@Alibiiv if there are two pieces of property within a reasonable distance, one is free and one charges, which do you think gets the most pressure? I took enough people hunting for free to learn that I didn't want anyone on the property, regardless of the profit. People just are not good stewards of the resources they do not pay a premium for or own outright.
Pigs are not deer, elk, antelope or sheep, they have 3 or more litters a yr, they are compact and can easily avoid detection. Pressure, hunting, educates them, a smart pig is a hard to kill pig.
There is a tipping point, you walk a fine line with hunting. Poor shots or reckless hunters do more to educate pigs than a single hunter shooting 1 or 2 every few days. Trapping is the best method, I have literally caught pigs within hours of setting up traps. The very first trap I sat back in the 90s caught over 40 the first time I set it. The problem with trapping is monitoring the trap, God forbid you let a pig die because of dehydration and a tree hugger finds out, even if you intend to put lead in it's brainpan.
I have a pecan orchard that the pigs destroy each fall when the pecans start to fall. My dad is too old and his health is bad to help, so I basically give the pecans to a local farmer's market in exchange for a few pounds of shelled pecans for my dad. They come in and shake the trees to keep the pigs from getting them. We had a nice wild turkey population in and around our place, the pigs wiped them out. I would see 1 or 2 just about everytime I was at the farm, we didn't hunt them. It has been decades since I have seen or heard one.
If you think pig hunting is profitable like deer hunting, you are mistaken. People expect a nice dry or warm blind, corn, feeder, cameras and easy access, start adding that up and then factor in the maintenance of everything, the monitoring of the "customers" and you soon have a very tiresome job that pays **** little.

**Exercise instructions**
Retype the post about feral pigs between "If you think" and "pays **** little.", inclusive. The lines that come after this text have nothing to do with it.

**Supplied data**

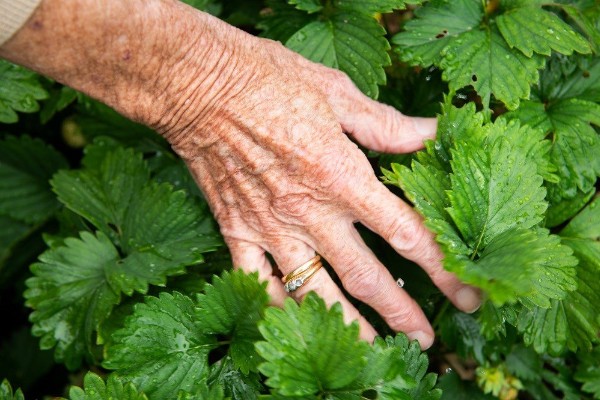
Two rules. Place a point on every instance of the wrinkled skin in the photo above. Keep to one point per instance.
(263, 131)
(283, 178)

**The completed task**
If you think pig hunting is profitable like deer hunting, you are mistaken. People expect a nice dry or warm blind, corn, feeder, cameras and easy access, start adding that up and then factor in the maintenance of everything, the monitoring of the "customers" and you soon have a very tiresome job that pays **** little.